> _Task to complete_: Reproduce the entries below word for word, starting at the line that contains "For each instance of the green" and continuing through the end of the entries; print only those lines.
════
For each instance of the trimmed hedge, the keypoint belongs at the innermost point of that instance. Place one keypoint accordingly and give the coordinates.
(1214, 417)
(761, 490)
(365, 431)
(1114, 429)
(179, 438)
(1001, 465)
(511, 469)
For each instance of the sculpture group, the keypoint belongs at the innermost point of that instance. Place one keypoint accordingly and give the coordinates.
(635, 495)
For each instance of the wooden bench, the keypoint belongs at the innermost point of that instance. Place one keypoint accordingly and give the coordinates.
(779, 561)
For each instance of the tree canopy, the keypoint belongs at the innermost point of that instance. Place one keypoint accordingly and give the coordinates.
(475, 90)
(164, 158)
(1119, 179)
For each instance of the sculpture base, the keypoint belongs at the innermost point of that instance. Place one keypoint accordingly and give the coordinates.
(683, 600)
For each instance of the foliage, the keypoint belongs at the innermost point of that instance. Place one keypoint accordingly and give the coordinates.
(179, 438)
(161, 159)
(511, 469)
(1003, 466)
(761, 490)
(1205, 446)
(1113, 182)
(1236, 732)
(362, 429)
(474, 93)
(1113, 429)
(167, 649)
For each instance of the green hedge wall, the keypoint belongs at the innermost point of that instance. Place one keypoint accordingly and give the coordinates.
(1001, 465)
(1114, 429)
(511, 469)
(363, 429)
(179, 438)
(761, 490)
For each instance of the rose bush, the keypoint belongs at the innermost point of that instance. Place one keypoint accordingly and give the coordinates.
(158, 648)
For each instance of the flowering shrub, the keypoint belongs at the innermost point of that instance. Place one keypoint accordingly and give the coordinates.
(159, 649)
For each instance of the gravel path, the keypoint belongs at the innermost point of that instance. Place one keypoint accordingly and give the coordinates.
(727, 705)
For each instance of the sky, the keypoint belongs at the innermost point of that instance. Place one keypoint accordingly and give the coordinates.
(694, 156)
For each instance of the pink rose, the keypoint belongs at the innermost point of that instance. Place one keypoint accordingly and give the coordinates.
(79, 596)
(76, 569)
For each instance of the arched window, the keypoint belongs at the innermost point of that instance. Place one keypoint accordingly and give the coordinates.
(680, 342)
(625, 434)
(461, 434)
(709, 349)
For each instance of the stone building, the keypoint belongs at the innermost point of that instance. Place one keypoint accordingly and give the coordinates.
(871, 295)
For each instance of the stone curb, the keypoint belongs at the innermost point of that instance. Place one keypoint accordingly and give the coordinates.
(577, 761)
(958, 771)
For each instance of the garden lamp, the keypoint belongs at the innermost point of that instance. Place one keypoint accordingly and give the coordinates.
════
> _Exercise response_:
For each instance of the green hedge wall, the keypoint belongs at the innermost point of that instance. Place one keypoint accordingly and give the coordinates.
(1001, 465)
(1114, 429)
(511, 469)
(363, 429)
(179, 438)
(761, 490)
For each instance of the rose bush, the keypoint belongs at the innermost point of that instance. Place one keypoint accordingly and give the coordinates.
(158, 648)
For each instance of the flowering shrub, the keypoint belongs at the innermost point of that instance. Place one keypoint accordingly and give the coordinates.
(159, 649)
For each instance of the gravel path, the keypoint belongs at the innermost point of that instance. Place one keypoint accordingly and give the coordinates.
(727, 705)
For each instance of the sky, the keypoint belongs at the innermost point of that instance. Place one keypoint accordingly and give the coordinates.
(694, 156)
For each instance of the pink rose, the keypoint belongs at the innermost point of that instance. Place one keypoint accordingly and give the coordinates.
(79, 596)
(76, 569)
For each instance of the arched window, the keypoint belongs at the innermost point of that instance. Place one keypoint accordingly and give the coordinates.
(680, 342)
(625, 434)
(461, 434)
(709, 349)
For each instance of the stone building, the keypoint belongs at the innermost point of that instance. Place one keypoint accordingly and give the coordinates.
(871, 295)
For each instance of the stone curb, the keypoint belongs at the innermost point of that instance. Place one keypoint accordingly and give the coordinates.
(577, 761)
(958, 771)
For each instance of the garden lamp, the keypoint belongs at the innermost point of that instance. Place one keypoint accordingly and give the coordinates.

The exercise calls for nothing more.